== EXERCISE TEXT

Dr Darja Groselj
Darja Groselj is a DPhil alumna. Her thesis examined the dynamics of information exchange in virtual communities.
Darja holds a BA and MA in Marketing from the Faculty of Economics, University of Ljubljana, Slovenia. Her work there focused on learning and knowledge sharing in virtual communities. During that time she gained experience in the social web realm by working as a community manager at the web 2.0 start-up Noovo.com and conducting research at the video-learning portal Videolectures.net at Jožef Stefan Institute, Slovenia and at Challenge:Future, a global youth think tank.
Darja joined the OII in 2010 as a master's student. Her MSc thesis focused on the analysis of search results and link structures between them for the most widely used medical queries. Her doctoral research further examines the web as a source of information. She is interested in how people access, evaluate and use different information on the web and, in particular, how those acts are determined by search engines.

====

● **PARTS OF THE EXERCISE**:
a: According to the Darja Groselj profile, in what year did she join the OII?
b: Quote the Darja Groselj profile from "Darja holds a" to "youth think tank.".
Rely only on the Darja Groselj profile.

== PROVIDED RECORDS

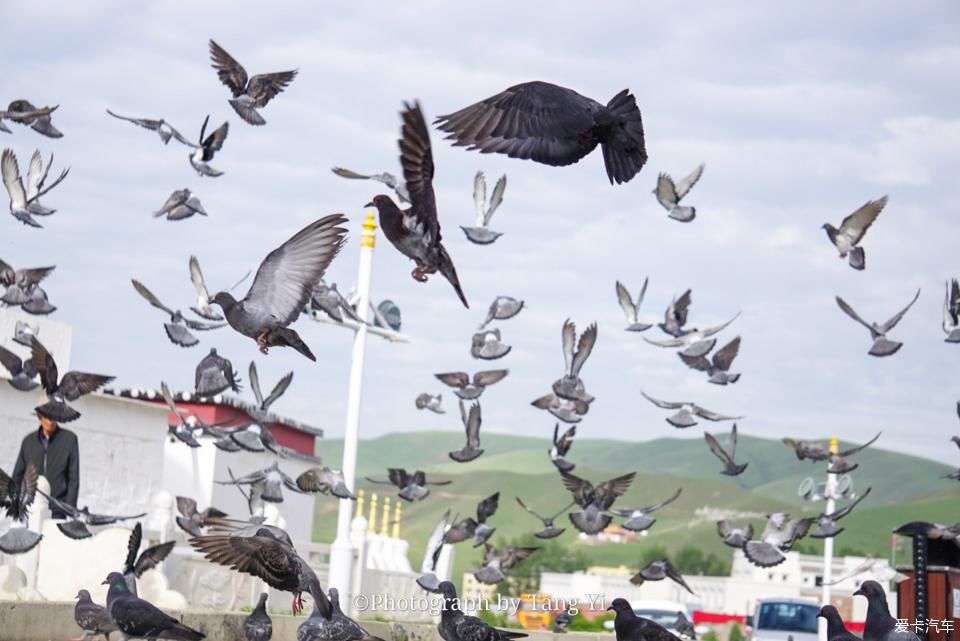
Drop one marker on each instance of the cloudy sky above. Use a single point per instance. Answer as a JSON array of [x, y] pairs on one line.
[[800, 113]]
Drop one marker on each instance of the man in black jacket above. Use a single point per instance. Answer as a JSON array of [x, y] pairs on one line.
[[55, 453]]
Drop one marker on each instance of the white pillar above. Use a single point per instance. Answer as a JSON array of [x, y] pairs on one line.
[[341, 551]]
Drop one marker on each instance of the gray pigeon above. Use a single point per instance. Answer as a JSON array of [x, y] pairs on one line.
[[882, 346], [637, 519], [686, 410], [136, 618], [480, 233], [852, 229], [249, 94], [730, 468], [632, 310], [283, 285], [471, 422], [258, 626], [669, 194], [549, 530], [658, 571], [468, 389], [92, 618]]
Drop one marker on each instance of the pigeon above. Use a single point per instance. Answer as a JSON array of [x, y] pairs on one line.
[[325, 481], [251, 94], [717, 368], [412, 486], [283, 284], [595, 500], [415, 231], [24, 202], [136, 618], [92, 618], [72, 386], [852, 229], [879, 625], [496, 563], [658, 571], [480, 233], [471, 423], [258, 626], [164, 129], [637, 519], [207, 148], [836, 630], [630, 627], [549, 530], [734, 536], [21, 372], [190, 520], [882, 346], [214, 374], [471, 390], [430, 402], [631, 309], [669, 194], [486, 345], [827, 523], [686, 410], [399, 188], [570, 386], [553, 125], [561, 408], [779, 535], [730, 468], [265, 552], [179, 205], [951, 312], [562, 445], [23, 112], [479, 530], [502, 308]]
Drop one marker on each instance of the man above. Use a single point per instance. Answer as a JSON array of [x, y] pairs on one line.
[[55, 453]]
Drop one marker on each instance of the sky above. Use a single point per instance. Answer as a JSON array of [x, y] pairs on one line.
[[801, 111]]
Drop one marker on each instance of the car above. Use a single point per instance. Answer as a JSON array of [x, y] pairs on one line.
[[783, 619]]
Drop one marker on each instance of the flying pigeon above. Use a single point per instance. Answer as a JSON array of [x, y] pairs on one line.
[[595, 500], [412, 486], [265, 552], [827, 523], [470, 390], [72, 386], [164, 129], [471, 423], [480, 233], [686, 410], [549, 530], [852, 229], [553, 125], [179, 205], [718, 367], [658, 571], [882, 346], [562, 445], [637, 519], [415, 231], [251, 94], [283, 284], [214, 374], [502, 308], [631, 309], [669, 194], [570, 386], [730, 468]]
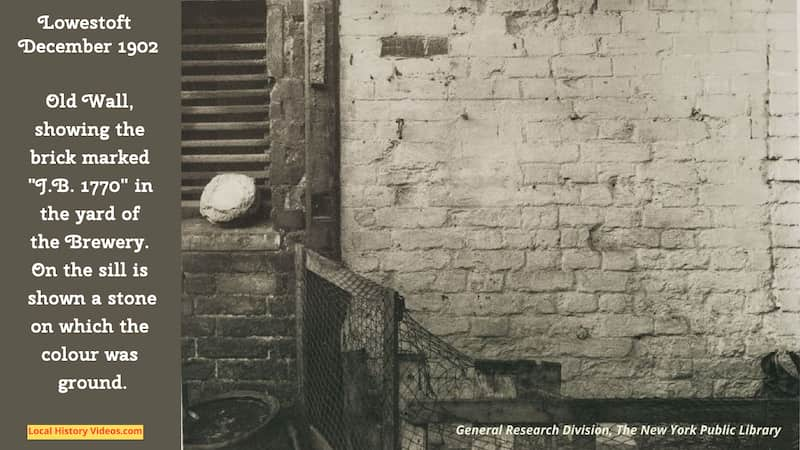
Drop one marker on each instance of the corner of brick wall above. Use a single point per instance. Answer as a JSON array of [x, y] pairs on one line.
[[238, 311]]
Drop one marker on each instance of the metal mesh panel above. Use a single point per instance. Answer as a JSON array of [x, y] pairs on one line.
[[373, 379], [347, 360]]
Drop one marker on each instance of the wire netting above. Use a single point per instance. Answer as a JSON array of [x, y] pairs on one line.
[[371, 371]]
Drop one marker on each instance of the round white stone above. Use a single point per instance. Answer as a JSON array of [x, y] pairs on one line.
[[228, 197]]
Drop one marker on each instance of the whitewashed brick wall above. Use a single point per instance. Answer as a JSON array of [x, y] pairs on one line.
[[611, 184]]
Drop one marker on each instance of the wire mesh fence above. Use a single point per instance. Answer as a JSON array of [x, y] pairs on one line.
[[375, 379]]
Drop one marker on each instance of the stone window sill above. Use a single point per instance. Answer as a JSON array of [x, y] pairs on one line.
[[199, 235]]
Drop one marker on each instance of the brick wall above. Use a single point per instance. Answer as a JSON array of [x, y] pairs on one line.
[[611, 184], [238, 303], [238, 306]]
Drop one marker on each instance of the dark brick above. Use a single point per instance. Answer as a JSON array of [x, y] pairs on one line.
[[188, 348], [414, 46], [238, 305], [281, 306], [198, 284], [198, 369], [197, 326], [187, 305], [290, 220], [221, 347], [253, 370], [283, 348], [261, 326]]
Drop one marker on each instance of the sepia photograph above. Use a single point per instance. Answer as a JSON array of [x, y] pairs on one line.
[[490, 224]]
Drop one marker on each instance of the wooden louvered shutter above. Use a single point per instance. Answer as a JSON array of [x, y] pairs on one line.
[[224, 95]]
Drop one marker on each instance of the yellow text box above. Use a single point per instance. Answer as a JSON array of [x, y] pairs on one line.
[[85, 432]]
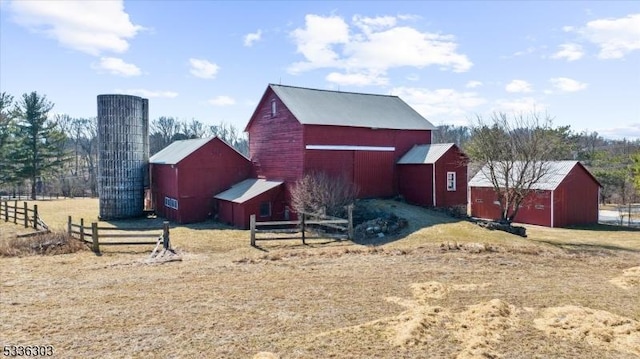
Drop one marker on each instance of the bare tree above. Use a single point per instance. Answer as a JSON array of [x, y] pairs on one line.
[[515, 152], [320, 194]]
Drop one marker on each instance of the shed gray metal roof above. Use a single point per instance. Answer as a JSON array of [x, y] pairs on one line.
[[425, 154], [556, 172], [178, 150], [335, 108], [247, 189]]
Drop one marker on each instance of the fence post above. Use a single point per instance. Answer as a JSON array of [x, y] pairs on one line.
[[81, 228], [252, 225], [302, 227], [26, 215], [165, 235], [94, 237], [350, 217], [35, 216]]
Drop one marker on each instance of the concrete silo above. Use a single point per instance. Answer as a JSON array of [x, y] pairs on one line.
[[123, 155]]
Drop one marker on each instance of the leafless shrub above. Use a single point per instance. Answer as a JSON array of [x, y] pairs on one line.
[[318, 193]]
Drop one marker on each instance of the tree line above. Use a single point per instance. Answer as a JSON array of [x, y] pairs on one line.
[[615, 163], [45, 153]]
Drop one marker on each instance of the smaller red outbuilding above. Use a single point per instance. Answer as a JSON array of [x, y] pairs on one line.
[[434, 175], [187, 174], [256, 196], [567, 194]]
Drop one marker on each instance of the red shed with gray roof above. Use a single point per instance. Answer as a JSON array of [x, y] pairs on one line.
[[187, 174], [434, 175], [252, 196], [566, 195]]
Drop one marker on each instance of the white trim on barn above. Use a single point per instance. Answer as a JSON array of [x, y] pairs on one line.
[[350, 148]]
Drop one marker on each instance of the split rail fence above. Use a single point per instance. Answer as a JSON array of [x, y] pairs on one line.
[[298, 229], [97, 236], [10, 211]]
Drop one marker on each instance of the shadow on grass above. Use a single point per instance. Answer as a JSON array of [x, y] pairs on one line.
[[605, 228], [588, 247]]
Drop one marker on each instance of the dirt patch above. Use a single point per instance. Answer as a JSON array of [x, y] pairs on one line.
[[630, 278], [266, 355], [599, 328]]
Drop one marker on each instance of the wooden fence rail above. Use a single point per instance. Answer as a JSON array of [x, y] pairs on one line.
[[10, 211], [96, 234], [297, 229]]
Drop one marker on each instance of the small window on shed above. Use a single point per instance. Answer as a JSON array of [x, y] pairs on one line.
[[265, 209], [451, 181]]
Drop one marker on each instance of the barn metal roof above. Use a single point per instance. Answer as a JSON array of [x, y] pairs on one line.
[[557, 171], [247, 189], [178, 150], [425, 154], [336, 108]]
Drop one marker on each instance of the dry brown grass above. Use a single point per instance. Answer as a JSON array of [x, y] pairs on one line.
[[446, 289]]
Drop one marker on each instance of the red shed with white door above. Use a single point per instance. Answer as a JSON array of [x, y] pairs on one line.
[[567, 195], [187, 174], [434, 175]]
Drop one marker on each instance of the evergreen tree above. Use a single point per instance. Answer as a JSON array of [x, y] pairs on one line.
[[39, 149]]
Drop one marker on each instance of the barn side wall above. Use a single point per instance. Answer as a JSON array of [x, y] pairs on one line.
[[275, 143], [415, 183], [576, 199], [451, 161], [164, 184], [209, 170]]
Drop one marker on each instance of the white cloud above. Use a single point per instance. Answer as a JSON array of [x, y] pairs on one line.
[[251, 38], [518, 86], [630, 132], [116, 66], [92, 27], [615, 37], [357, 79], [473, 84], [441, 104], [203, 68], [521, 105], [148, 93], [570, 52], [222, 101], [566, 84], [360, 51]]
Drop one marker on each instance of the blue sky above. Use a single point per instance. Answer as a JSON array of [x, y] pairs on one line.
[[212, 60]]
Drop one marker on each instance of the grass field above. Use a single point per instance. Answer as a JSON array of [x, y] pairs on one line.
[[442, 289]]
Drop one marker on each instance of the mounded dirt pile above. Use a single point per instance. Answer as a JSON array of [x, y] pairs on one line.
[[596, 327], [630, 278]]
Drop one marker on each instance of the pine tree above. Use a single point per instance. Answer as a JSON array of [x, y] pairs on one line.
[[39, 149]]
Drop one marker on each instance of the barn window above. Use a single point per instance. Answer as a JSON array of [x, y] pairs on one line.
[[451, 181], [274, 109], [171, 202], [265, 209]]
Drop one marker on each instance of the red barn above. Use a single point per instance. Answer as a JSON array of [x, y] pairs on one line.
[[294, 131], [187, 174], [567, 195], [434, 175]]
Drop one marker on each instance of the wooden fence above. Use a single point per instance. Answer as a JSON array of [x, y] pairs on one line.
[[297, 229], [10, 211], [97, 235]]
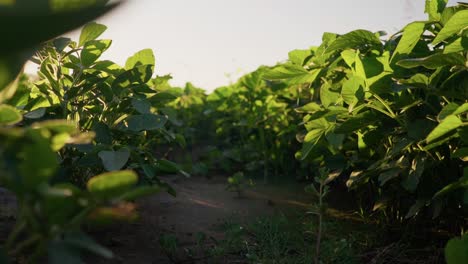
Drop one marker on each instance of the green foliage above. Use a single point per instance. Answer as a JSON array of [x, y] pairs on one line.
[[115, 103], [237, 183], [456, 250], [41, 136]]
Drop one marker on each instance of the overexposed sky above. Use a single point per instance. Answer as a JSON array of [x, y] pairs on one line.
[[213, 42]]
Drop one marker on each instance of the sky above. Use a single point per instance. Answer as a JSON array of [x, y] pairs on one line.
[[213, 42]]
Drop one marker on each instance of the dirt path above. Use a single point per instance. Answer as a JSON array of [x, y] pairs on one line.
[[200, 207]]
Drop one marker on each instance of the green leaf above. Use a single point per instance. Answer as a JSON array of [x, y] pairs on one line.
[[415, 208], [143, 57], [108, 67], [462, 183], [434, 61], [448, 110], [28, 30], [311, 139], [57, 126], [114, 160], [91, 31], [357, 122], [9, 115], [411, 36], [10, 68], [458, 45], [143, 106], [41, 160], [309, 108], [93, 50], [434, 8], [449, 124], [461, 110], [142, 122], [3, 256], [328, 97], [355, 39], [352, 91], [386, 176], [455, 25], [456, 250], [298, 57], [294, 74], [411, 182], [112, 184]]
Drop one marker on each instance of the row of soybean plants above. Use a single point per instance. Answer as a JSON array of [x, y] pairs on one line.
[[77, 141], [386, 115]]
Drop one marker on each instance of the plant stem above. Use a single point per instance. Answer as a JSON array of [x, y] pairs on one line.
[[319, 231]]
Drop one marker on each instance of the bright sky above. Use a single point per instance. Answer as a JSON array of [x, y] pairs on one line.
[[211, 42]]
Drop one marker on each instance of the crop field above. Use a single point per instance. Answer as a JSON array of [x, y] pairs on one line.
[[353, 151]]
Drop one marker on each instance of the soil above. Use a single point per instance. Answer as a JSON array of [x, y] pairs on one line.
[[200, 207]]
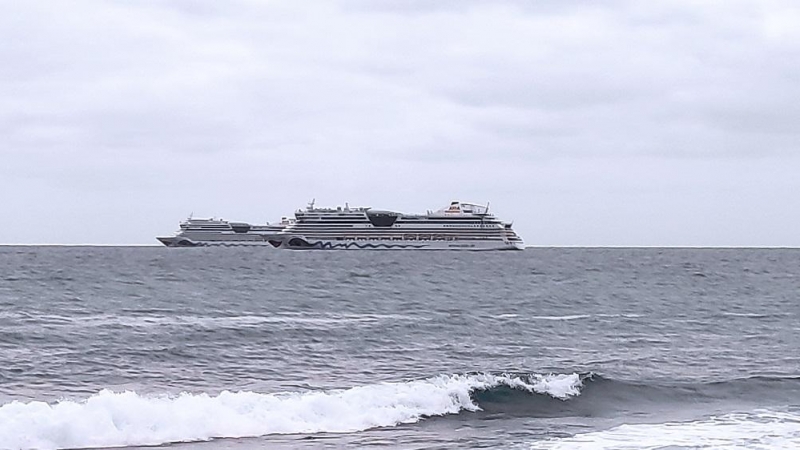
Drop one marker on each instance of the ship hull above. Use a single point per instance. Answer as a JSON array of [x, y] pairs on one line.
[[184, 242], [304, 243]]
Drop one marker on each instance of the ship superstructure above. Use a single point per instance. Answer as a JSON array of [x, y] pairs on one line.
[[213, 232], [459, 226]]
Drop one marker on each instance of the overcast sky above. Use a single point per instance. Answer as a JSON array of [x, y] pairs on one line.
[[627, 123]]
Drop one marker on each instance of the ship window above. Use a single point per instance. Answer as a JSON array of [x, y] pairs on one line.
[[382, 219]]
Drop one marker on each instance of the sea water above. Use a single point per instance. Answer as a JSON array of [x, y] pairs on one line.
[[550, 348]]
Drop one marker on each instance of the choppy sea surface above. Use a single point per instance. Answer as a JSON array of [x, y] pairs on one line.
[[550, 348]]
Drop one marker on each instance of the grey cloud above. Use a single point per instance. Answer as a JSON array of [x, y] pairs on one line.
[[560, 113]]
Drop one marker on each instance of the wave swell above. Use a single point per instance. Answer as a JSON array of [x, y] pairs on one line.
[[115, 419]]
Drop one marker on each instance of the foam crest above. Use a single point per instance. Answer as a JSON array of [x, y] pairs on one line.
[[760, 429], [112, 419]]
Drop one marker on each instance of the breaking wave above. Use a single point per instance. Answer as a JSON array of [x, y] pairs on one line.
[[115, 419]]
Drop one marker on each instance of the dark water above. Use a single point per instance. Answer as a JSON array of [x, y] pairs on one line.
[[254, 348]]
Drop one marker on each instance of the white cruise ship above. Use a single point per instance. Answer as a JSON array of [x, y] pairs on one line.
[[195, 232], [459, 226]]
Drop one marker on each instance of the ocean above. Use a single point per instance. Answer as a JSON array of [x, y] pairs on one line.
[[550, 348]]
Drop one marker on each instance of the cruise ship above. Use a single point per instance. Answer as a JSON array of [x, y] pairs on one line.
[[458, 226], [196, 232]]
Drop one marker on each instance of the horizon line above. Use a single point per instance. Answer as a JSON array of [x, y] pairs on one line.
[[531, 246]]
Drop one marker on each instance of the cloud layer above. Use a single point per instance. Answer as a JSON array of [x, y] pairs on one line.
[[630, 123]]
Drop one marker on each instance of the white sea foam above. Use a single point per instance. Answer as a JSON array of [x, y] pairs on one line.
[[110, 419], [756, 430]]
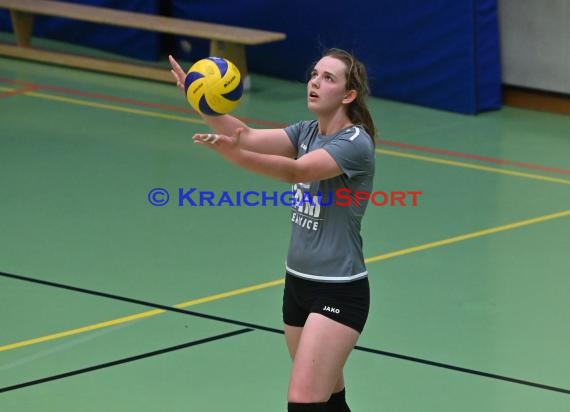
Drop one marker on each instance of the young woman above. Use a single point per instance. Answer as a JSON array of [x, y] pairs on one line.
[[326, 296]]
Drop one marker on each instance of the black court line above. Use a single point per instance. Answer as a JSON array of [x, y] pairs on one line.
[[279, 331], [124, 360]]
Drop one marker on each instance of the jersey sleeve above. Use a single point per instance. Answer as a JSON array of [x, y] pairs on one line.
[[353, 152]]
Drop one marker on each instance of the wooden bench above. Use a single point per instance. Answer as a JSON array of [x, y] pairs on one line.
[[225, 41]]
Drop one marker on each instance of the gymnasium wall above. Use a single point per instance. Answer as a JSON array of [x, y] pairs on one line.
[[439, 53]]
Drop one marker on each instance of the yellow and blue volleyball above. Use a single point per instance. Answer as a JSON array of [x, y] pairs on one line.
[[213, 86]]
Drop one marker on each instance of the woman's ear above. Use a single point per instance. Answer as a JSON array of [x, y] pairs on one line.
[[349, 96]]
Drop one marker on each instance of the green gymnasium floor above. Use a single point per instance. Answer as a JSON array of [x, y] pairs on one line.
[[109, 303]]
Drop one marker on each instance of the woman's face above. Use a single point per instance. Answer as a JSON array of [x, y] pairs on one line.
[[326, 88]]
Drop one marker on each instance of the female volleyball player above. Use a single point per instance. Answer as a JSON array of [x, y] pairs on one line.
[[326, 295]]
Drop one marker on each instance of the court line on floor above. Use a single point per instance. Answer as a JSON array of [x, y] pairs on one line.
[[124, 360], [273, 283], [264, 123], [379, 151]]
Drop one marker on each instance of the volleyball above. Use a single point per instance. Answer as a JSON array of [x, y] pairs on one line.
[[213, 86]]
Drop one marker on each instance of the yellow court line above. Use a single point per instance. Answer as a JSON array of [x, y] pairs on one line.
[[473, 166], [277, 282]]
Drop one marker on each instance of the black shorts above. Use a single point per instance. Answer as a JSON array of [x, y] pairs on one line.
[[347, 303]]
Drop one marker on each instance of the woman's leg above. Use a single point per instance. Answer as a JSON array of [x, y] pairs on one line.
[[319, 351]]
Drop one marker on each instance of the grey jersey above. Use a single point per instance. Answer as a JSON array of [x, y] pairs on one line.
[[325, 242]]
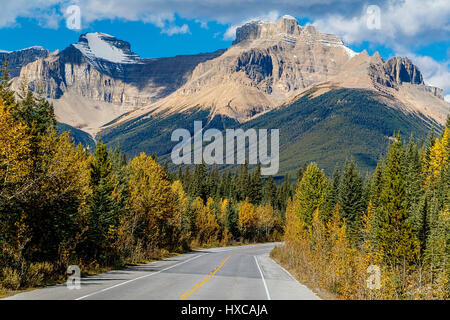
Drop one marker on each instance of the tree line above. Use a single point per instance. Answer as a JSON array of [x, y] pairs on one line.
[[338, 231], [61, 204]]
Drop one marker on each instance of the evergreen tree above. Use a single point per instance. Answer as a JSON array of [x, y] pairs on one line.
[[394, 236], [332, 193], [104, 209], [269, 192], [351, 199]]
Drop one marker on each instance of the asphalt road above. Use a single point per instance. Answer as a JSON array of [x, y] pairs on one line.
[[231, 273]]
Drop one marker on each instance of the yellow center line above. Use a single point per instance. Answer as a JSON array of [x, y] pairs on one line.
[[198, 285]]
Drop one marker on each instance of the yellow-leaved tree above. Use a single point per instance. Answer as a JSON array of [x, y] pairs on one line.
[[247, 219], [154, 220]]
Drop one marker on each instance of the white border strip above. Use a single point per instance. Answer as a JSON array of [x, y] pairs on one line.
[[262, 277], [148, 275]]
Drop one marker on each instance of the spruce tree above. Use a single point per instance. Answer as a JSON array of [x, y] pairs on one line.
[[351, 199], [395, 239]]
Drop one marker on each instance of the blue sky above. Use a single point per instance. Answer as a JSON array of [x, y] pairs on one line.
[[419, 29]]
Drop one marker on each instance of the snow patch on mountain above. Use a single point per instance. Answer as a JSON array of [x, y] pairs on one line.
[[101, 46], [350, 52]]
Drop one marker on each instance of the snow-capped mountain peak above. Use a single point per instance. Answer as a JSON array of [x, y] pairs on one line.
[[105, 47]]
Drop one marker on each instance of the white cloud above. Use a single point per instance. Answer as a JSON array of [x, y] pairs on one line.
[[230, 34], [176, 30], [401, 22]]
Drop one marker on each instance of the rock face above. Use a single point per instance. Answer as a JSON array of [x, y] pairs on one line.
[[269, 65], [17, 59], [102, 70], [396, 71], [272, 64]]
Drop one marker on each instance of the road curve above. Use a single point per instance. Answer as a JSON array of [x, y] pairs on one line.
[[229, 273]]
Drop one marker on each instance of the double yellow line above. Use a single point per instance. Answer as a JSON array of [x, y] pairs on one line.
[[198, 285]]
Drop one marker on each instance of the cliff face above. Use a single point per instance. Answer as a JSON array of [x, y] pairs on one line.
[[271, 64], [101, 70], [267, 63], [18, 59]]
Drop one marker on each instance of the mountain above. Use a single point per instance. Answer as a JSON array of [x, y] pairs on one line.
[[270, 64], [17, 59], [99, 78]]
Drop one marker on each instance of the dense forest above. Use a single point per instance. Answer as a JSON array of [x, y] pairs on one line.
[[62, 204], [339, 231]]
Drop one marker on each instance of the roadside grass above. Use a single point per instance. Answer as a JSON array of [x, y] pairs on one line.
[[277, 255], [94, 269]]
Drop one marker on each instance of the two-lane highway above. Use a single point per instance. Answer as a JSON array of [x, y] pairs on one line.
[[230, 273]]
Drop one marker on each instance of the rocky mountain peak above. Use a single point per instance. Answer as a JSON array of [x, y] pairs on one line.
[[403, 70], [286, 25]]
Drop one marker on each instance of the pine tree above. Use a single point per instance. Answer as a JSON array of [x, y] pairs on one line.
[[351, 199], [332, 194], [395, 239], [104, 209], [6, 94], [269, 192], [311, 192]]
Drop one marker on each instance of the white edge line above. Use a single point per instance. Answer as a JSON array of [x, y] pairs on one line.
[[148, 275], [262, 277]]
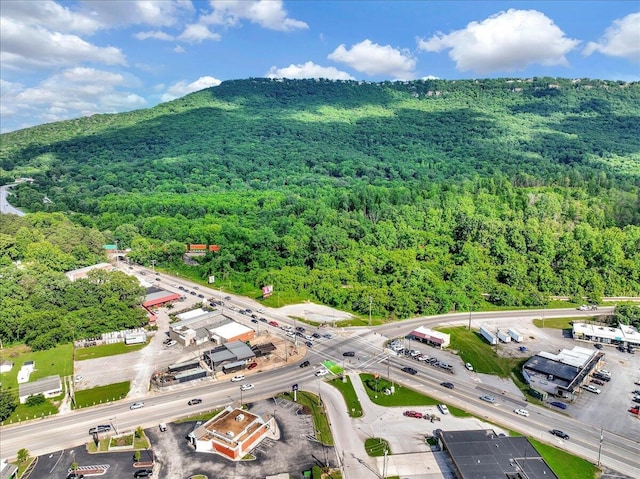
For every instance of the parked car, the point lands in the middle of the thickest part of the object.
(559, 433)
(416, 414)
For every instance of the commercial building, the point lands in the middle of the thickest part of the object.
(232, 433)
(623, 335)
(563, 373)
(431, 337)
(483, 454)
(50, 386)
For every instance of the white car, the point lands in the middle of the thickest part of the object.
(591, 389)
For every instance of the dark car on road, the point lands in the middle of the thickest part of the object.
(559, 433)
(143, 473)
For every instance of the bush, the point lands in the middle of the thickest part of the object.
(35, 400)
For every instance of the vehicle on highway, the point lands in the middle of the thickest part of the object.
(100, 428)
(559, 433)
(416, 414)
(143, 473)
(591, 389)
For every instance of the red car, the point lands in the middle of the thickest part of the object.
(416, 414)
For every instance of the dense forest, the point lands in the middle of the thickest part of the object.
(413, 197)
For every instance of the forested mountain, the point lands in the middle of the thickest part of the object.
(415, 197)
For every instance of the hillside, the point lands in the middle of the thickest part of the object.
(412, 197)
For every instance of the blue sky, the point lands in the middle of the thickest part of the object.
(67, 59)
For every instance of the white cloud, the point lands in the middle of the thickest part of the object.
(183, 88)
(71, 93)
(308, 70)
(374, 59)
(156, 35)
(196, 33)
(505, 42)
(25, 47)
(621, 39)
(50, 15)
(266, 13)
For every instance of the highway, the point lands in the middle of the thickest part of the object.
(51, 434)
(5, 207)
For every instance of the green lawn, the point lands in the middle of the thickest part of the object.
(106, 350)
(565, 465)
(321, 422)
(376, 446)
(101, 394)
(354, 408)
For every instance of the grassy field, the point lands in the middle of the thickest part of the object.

====

● **ANSWERS TO THE EXERCISES**:
a: 2010

b:
Darja holds a BA and MA in Marketing from the Faculty of Economics, University of Ljubljana, Slovenia. Her work there focused on learning and knowledge sharing in virtual communities. During that time she gained experience in the social web realm by working as a community manager at the web 2.0 start-up Noovo.com and conducting research at the video-learning portal Videolectures.net at Jožef Stefan Institute, Slovenia and at Challenge:Future, a global youth think tank.